**Your instructions**.
Retype the rows below verbatim, from the line containing "telescoping handle as a single marker per instance." up to and including the line containing "point(153, 147)".

= = = = =

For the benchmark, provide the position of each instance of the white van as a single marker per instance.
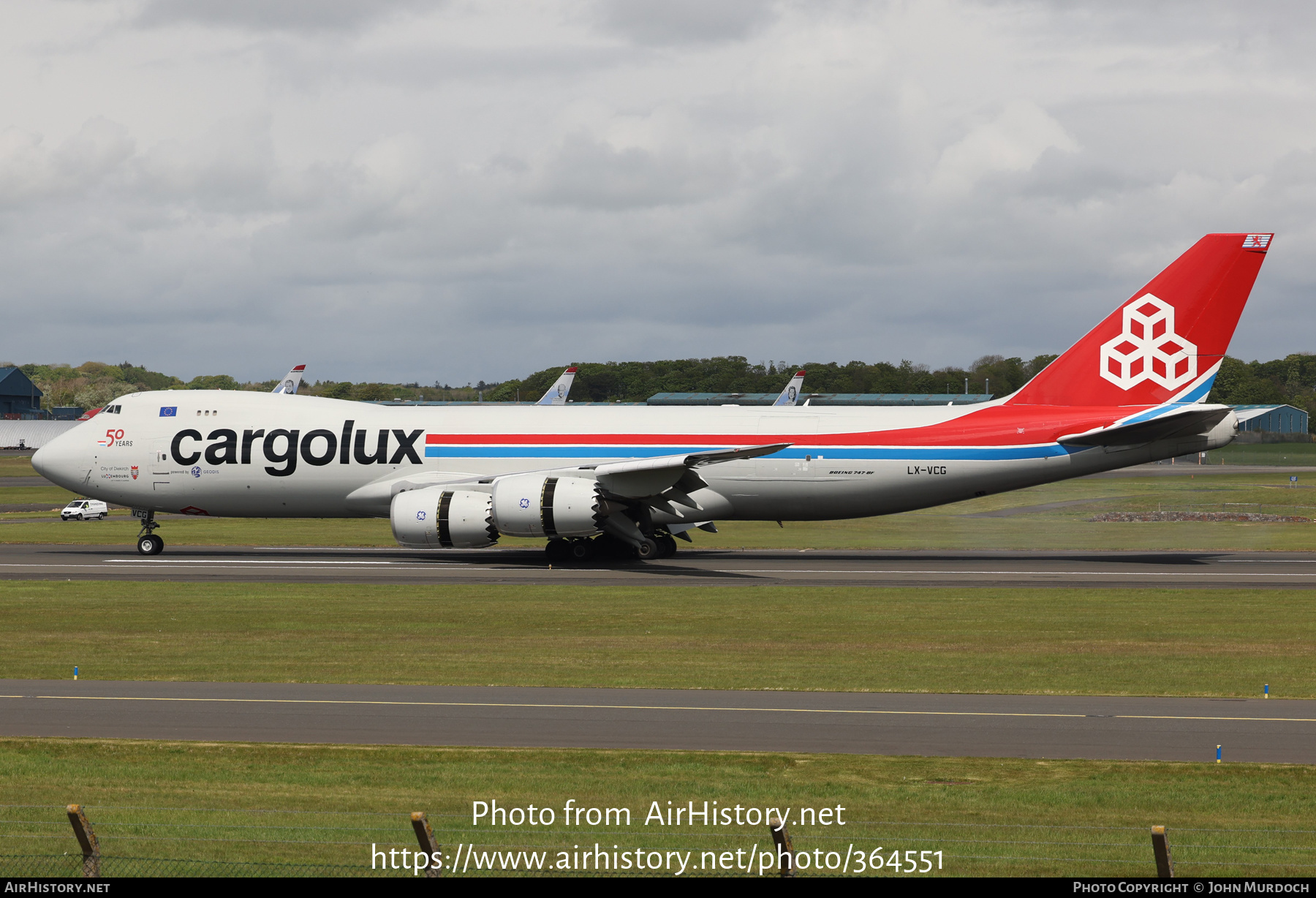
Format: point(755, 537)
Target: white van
point(85, 510)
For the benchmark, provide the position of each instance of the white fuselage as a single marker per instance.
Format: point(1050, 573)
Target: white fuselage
point(254, 455)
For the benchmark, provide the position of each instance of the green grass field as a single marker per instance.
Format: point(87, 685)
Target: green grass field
point(988, 817)
point(942, 640)
point(961, 526)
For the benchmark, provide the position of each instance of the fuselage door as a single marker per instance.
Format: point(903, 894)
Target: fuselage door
point(159, 456)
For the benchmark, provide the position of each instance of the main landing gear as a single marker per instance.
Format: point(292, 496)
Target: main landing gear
point(148, 543)
point(561, 551)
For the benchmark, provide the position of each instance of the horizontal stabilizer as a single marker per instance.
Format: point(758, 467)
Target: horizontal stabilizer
point(1189, 422)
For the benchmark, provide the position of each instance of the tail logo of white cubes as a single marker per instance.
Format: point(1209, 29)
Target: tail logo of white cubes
point(1149, 350)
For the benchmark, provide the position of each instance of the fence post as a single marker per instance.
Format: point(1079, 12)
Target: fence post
point(428, 845)
point(784, 852)
point(1161, 848)
point(86, 839)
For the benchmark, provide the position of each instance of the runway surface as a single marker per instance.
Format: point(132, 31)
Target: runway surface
point(1271, 570)
point(853, 723)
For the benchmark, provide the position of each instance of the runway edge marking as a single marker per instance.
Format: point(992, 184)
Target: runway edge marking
point(659, 707)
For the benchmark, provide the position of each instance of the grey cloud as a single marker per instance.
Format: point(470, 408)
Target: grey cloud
point(591, 174)
point(279, 15)
point(478, 203)
point(684, 21)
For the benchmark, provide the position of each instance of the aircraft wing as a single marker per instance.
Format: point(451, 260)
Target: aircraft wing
point(665, 478)
point(793, 390)
point(291, 381)
point(1187, 422)
point(557, 394)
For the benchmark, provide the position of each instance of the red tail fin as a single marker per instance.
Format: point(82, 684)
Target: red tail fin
point(1166, 343)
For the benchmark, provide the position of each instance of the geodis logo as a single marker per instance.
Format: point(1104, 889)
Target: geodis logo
point(283, 448)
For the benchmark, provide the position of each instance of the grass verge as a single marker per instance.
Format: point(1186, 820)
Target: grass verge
point(942, 640)
point(988, 817)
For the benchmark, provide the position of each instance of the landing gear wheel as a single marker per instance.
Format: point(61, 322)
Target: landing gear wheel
point(611, 547)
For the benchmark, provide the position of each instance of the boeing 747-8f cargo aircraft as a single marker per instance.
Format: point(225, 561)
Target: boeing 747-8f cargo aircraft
point(579, 475)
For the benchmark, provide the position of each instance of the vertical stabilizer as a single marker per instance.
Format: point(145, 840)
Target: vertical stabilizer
point(1166, 343)
point(793, 391)
point(291, 381)
point(557, 394)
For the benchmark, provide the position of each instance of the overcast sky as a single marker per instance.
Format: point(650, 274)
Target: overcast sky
point(403, 190)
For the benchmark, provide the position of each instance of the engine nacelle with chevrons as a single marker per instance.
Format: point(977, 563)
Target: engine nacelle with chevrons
point(533, 505)
point(437, 518)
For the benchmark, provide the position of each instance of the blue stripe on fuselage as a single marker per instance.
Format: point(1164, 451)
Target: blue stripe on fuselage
point(827, 453)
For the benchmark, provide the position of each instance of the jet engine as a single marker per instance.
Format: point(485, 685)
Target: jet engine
point(532, 505)
point(434, 518)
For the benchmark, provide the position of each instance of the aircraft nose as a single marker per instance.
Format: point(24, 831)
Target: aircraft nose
point(39, 460)
point(62, 461)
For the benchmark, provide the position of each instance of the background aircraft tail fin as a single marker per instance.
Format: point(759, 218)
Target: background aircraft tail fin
point(791, 394)
point(291, 381)
point(1166, 343)
point(557, 394)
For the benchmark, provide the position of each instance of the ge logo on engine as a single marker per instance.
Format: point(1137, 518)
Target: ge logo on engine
point(1149, 348)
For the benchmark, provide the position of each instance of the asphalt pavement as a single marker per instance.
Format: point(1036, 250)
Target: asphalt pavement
point(1276, 570)
point(855, 723)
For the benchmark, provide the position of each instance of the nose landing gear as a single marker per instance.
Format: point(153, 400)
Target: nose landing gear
point(148, 543)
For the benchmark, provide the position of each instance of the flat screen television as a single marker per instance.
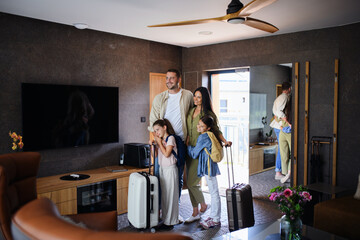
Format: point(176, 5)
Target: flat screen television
point(62, 116)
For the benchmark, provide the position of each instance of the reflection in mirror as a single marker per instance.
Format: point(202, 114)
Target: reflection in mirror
point(263, 80)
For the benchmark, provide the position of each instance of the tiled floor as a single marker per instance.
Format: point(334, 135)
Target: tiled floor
point(264, 210)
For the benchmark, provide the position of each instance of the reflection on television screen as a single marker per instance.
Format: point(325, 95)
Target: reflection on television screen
point(58, 116)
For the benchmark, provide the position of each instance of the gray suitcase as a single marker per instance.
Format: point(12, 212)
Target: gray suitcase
point(239, 202)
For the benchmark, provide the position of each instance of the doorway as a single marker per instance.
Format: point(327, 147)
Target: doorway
point(230, 95)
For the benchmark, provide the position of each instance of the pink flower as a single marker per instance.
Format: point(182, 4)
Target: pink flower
point(273, 196)
point(287, 193)
point(307, 196)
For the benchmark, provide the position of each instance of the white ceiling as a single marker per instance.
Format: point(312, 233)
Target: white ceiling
point(131, 17)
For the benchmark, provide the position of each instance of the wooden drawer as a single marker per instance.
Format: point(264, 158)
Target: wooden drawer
point(122, 182)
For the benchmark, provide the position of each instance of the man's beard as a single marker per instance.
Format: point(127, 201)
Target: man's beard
point(172, 87)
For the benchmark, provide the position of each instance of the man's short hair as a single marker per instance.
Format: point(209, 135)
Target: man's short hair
point(285, 86)
point(178, 75)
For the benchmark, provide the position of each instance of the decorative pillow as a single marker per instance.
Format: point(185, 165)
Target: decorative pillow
point(70, 220)
point(357, 194)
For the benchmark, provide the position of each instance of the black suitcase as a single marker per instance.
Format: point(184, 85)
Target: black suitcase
point(239, 202)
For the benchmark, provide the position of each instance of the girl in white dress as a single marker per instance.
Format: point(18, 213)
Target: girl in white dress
point(169, 179)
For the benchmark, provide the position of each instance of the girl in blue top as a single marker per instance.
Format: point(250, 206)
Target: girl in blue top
point(207, 168)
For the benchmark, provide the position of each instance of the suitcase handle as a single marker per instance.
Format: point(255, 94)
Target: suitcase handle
point(232, 167)
point(153, 144)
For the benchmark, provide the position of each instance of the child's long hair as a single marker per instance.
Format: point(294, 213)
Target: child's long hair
point(165, 122)
point(210, 122)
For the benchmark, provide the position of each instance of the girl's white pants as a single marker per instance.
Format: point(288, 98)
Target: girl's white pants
point(169, 182)
point(215, 209)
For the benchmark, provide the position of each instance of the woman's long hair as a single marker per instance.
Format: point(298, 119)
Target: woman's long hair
point(206, 105)
point(287, 111)
point(210, 122)
point(165, 122)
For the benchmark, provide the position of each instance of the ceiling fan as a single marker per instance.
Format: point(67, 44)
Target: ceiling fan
point(236, 13)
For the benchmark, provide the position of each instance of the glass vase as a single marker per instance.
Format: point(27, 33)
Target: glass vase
point(290, 229)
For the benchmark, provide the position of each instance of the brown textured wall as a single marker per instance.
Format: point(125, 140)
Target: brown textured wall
point(34, 51)
point(320, 47)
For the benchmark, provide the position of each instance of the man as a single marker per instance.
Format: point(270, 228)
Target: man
point(279, 116)
point(172, 104)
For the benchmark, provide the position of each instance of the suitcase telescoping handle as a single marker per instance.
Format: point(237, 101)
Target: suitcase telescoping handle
point(231, 162)
point(153, 147)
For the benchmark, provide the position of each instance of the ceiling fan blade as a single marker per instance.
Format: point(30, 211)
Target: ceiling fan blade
point(190, 22)
point(261, 25)
point(254, 6)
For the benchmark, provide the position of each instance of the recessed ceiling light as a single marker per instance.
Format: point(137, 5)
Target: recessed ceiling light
point(205, 33)
point(80, 25)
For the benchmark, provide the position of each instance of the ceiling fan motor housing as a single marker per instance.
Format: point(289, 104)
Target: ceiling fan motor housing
point(234, 6)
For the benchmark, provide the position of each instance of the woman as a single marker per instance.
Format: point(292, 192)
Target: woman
point(202, 107)
point(285, 143)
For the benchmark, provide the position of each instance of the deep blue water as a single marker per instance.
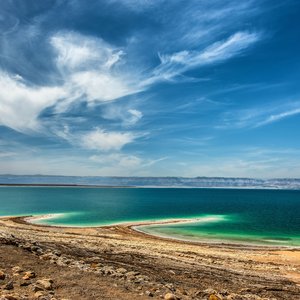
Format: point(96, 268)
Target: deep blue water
point(269, 216)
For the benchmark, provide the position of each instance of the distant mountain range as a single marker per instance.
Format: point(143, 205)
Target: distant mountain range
point(200, 182)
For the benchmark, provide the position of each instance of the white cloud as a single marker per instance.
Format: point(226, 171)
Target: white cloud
point(277, 117)
point(259, 116)
point(179, 62)
point(136, 115)
point(118, 159)
point(97, 86)
point(87, 65)
point(21, 105)
point(106, 141)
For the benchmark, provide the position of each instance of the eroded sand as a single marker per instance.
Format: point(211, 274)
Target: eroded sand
point(185, 269)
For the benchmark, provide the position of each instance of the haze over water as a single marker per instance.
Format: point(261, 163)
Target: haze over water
point(236, 215)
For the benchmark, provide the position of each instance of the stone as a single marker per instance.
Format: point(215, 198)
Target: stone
point(132, 273)
point(45, 283)
point(37, 288)
point(16, 270)
point(213, 297)
point(10, 297)
point(28, 275)
point(170, 296)
point(2, 275)
point(121, 270)
point(9, 286)
point(170, 286)
point(149, 294)
point(38, 295)
point(25, 283)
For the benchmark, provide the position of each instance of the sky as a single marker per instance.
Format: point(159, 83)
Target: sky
point(150, 88)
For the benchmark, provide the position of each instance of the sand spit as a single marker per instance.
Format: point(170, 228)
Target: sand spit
point(118, 262)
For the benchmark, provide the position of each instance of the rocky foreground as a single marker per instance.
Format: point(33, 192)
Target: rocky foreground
point(117, 262)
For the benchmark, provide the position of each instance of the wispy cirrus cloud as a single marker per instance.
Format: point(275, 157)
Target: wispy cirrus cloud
point(102, 140)
point(180, 62)
point(259, 116)
point(21, 104)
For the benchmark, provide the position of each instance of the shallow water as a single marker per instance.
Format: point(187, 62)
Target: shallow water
point(239, 215)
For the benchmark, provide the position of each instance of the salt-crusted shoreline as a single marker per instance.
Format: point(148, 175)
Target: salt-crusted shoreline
point(151, 265)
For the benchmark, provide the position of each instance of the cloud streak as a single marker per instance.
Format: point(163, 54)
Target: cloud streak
point(180, 62)
point(102, 140)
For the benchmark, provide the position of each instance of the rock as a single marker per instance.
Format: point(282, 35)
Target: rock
point(28, 275)
point(170, 296)
point(25, 283)
point(38, 295)
point(37, 288)
point(170, 286)
point(16, 270)
point(45, 283)
point(121, 270)
point(10, 297)
point(2, 275)
point(149, 294)
point(132, 273)
point(9, 286)
point(213, 297)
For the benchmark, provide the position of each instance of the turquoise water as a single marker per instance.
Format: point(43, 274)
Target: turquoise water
point(236, 215)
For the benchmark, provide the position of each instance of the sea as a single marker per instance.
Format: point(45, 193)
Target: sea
point(222, 215)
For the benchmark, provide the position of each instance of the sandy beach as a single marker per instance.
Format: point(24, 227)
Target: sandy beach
point(119, 262)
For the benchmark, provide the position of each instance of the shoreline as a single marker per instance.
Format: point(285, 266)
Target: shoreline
point(136, 226)
point(67, 185)
point(150, 264)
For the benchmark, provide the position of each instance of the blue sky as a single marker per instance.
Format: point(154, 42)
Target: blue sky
point(150, 88)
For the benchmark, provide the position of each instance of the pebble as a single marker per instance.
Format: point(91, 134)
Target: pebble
point(170, 296)
point(2, 275)
point(28, 275)
point(45, 283)
point(9, 286)
point(149, 294)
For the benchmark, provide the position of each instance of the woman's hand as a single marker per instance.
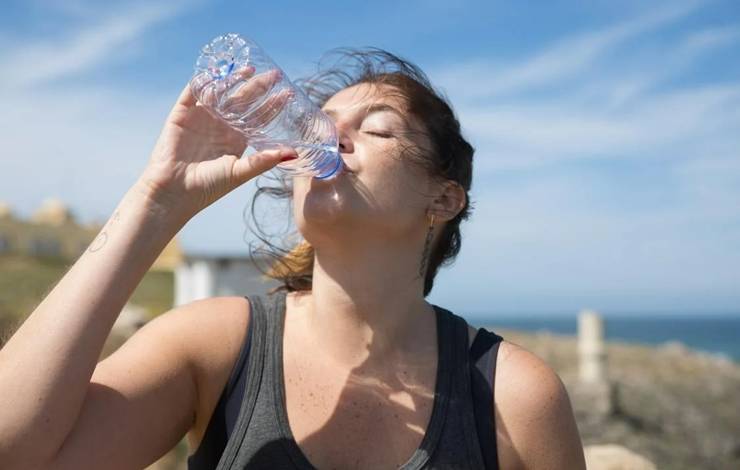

= = = = =

**Response**.
For the benchmark, provide the position of each instance of the suitcase telescoping handle as a single marker per instance.
Format: point(237, 101)
Target: suitcase telescoping handle
point(231, 162)
point(153, 147)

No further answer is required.